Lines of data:
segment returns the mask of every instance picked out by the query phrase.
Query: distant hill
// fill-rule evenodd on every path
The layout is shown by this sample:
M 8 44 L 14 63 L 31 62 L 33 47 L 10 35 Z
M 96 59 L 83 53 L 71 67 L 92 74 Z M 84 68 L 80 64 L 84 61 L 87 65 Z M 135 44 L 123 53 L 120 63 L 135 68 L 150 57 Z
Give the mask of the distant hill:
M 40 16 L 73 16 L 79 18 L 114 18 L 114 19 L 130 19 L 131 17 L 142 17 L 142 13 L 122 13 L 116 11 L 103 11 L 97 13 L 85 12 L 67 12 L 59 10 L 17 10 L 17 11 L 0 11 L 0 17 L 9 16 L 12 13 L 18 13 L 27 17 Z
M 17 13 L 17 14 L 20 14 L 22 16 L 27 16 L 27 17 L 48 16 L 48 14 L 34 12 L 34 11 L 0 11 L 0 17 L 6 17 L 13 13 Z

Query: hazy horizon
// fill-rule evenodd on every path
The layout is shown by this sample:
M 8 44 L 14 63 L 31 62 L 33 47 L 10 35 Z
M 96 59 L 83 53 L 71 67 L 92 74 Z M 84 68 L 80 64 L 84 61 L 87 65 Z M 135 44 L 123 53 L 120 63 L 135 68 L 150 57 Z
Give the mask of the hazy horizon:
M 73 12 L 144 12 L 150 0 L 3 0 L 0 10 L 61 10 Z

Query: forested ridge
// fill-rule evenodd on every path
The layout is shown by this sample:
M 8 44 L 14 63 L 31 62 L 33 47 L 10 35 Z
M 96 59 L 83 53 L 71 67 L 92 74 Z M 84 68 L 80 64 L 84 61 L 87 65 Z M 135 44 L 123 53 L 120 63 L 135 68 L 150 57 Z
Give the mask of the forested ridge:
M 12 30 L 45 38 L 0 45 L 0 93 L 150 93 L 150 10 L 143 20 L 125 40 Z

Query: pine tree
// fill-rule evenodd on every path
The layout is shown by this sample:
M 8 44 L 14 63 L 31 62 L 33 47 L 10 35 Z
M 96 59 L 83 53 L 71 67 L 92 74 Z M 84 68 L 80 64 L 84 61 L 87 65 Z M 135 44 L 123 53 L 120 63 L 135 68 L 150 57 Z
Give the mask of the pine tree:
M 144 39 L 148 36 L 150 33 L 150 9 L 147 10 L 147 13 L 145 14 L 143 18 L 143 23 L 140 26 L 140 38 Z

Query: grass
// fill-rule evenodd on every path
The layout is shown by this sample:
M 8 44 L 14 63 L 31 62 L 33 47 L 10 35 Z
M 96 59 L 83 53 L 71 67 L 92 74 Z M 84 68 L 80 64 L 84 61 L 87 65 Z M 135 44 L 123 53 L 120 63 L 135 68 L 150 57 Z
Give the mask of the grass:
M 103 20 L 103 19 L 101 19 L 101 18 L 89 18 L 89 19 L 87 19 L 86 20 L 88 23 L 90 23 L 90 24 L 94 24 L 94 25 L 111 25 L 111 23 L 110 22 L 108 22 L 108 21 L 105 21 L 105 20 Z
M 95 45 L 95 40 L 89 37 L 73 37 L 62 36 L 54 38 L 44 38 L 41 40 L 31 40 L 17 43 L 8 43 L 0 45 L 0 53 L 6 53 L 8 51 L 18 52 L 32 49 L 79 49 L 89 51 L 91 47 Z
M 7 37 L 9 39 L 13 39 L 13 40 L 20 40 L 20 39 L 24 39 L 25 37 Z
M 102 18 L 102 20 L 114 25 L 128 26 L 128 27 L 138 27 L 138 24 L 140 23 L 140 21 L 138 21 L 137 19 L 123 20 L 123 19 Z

SHORT TASK:
Please reproduce the lines word for word, starting at the line that contains "Query: forested ridge" and ending at the line that contains "M 12 30 L 45", with both of those lines included.

THE COMPLETED TASK:
Query: forested ridge
// fill-rule evenodd on every path
The layout is shown by this sample:
M 8 44 L 14 63 L 31 62 L 33 47 L 10 35 Z
M 96 59 L 83 53 L 71 67 L 92 74 Z M 84 68 L 80 64 L 84 61 L 87 65 Z M 135 44 L 123 53 L 120 63 L 135 68 L 150 57 Z
Give the mask of the forested ridge:
M 12 30 L 45 38 L 0 45 L 0 93 L 150 93 L 150 10 L 143 20 L 125 40 Z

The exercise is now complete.